▶ Travail à faire:
- A) Recopiez le passage du texte sur le harcèlement au travail qui va de « Ce sont deux » jusqu'à « encerclant leur proie. » inclus.
- B) Écrivez la suite du texte sur le harcèlement au travail, à partir de sa dernière phrase.

▶ Document source:
= = =

Témoignage d’une jeune femme:

Mes collègues de travail ne cessent de porter plainte contre moi. Ces plaintes concernent la façon dont je travaille, cela me gâche mon existence et me démoralise continuellement. Mon superviseur me rencontre pour m’expliquer les plaintes concernant les tâches accomplies durant mon travail. Mes erreurs sont rapportées à mon superviseur à mon insu. Je dois me justifier à toutes les rencontres avec mon superviseur qui se terminent par une rencontre avec la plaignante. Finalement, on s’explique et la plaignante convient que c’est un malentendu… Mais le même processus recommence quelques semaines plus tard! C’est en 2011 que j’ai commencé à remarquer des changements dans les comportements de plusieurs de mes collègues. Mon superviseur fait des rencontres d’employés pour expliquer ses attentes. Il rencontre les gens, discute avec eux des problèmes […]. Chaque rencontre se passe bien mais ne porte pas fruit longtemps, et ça recommence. Je suis sortie vidée de ces rencontres où je sentais que mes collègues n’étaient pas honnêtes dans leurs propos. Un an plus tard, je me suis mise à souffrir d’anxiété le matin avant d’aller au travail, de diarrhée matinale, de mal dans le cou, d’insomnie vers 4h du matin, de problèmes avec le nerf sciatique. J’ai beaucoup d’oublis durant mon travail. Je perds des choses sans me rappeler où je les ai mises. J’ai une difficulté de concentration lors de prises de décision. Je crois avoir atteint le fond du baril et je compte maintenant remonter avant de trop hypothéquer mon avenir. (Harcèlement.ca)

Ce sont deux psychanalystes, Christophe Dejours et Marie-France Hirigoyen, qui ont approfondi l’étude du harcèlement au travail en en révélant les mécanismes psychologiques à l’œuvre ainsi que les souffrances et les troubles pathologiques qu’il occasionne. À l’instar du terme de bullying désignant le harcèlement à l’école, celui de mobbing, qu’on doit à Heinz Leymann, psychologue suédois, décrit la persécution au travail. Terme très imagé puisqu’il évoque des prédateurs encerclant leur proie.

= = =

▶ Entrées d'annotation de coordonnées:

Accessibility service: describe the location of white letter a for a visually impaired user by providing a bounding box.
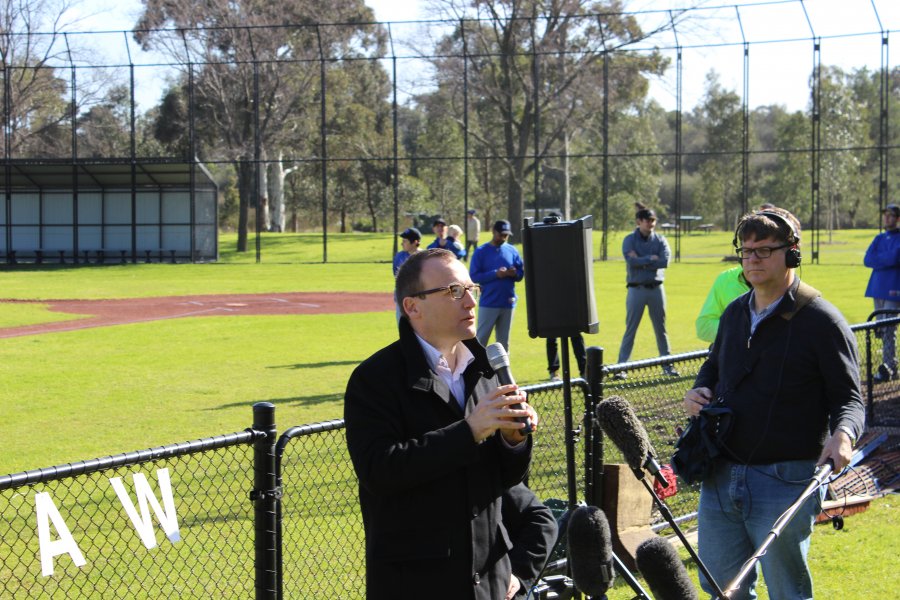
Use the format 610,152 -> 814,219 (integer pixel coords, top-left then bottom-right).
34,492 -> 86,577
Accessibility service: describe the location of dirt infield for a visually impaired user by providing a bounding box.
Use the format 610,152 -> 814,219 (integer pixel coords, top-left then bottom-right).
0,292 -> 394,338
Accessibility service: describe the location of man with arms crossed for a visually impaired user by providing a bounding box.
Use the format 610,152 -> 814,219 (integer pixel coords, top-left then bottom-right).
863,204 -> 900,383
684,209 -> 864,600
469,220 -> 525,352
344,249 -> 537,600
615,204 -> 678,379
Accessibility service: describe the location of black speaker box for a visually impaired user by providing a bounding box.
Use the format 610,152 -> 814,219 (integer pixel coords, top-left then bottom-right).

= = =

▶ Réponses de l'exercice:
- A)
Ce sont deux psychanalystes, Christophe Dejours et Marie-France Hirigoyen, qui ont approfondi l’étude du harcèlement au travail en en révélant les mécanismes psychologiques à l’œuvre ainsi que les souffrances et les troubles pathologiques qu’il occasionne. À l’instar du terme de bullying désignant le harcèlement à l’école, celui de mobbing, qu’on doit à Heinz Leymann, psychologue suédois, décrit la persécution au travail. Terme très imagé puisqu’il évoque des prédateurs encerclant leur proie.

- B)
Hirigoyen considère le harcèlement au travail comme un harcèlement moral qu’elle définit ainsi: "Toute conduite abusive (geste, parole, comportement, attitude…) qui porte atteinte, par sa répétition ou sa systématisation, à la dignité ou à l’intégrité psychique ou physique d’une personne, mettant en péril l’emploi de celle-ci ou dégradant le climat de travail." Elle en relève les aspects pervers qui se manifestent par la manipulation d’autrui, l’abus de pouvoir et l’imposition d’une emprise psychologique.

H. Leymann distingue quatre phases dans le processus de harcèlement:

La première est celle de l’apparition des conflits et de leur renouvellement quotidien. Le conflit est une manifestation habituelle dans les interactions humaines. Il peut même s’avérer utile s’il donne lieu à un dialogue mettant en lumière les divergences et recherchant des solutions pour les résoudre. Lorsque l’absence d’une volonté de résolution des conflits devient patente et qu’ils dégénèrent en insinuations d’allure agressive, en remarques personnelles désobligeantes, en réparties ironiques journalières, on est dans la phase où le processus du mobbing prend de l’ampleur.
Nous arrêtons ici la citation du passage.